Bounding-box records:
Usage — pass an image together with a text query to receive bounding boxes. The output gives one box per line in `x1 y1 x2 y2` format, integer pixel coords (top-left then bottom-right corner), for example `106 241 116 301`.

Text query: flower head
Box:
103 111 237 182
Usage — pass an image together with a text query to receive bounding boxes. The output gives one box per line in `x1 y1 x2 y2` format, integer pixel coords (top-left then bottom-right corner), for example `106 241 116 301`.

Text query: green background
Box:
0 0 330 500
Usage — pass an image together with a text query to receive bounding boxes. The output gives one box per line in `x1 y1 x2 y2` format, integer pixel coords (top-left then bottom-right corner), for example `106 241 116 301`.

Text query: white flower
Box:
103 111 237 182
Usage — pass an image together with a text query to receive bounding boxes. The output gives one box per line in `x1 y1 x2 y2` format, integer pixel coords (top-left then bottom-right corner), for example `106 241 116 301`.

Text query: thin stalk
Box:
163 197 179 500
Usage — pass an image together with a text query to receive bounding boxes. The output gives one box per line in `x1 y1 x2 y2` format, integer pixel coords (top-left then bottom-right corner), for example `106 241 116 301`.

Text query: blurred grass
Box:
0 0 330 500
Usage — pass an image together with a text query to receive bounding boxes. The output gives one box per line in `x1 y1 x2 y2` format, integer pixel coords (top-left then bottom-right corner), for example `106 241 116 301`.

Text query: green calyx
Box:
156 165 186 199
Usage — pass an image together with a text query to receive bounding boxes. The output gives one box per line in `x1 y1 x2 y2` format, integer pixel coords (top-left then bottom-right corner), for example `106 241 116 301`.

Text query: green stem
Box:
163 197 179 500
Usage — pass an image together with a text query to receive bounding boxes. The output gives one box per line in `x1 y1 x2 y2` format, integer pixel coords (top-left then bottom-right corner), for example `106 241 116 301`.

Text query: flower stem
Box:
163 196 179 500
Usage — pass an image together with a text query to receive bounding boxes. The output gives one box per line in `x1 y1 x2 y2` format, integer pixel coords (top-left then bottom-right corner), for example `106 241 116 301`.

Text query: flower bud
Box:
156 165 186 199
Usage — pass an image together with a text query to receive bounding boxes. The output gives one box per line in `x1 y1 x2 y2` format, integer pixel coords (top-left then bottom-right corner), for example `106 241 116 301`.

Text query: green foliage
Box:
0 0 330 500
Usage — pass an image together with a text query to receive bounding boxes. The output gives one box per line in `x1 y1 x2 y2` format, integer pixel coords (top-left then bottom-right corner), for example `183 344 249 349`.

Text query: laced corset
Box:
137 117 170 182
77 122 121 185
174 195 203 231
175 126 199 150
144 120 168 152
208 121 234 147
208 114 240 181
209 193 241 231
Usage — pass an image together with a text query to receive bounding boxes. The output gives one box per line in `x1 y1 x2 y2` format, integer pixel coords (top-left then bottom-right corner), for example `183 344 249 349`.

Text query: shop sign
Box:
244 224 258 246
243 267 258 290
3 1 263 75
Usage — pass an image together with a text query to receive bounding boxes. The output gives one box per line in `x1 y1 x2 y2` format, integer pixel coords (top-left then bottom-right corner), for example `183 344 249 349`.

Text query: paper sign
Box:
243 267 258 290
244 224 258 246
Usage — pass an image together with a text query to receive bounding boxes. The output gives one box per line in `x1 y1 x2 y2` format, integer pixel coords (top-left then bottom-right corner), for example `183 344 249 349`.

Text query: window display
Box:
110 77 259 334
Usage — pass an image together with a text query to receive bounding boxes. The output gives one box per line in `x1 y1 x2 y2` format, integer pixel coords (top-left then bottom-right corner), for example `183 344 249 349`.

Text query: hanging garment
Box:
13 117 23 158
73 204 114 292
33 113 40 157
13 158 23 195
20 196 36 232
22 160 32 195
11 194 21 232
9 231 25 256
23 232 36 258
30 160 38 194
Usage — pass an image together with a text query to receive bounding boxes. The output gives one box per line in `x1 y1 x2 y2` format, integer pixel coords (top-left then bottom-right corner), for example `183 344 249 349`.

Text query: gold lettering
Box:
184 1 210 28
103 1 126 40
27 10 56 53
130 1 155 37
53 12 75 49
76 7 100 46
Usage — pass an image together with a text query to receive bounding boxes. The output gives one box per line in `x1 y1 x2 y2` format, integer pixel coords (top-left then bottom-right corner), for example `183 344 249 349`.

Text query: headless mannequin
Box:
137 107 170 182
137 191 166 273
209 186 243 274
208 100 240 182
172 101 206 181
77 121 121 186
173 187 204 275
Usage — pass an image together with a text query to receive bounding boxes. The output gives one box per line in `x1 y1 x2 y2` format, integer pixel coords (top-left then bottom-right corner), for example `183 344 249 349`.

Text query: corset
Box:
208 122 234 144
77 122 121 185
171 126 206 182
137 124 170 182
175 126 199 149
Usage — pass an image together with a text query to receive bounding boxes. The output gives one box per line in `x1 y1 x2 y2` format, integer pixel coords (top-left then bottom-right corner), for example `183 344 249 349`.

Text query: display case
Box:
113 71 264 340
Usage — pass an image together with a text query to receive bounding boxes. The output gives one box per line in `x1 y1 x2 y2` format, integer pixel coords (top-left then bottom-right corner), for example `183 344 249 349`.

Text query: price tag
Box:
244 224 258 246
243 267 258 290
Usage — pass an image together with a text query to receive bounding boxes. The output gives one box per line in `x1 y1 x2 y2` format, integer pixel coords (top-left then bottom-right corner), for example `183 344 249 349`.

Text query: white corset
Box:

## Aim
Locate every line in the records that contains the string "green", matching case exactly, and copy each such line.

## Exercise result
Text query: green background
Text query: green calyx
Text query: green stem
Text query: green foliage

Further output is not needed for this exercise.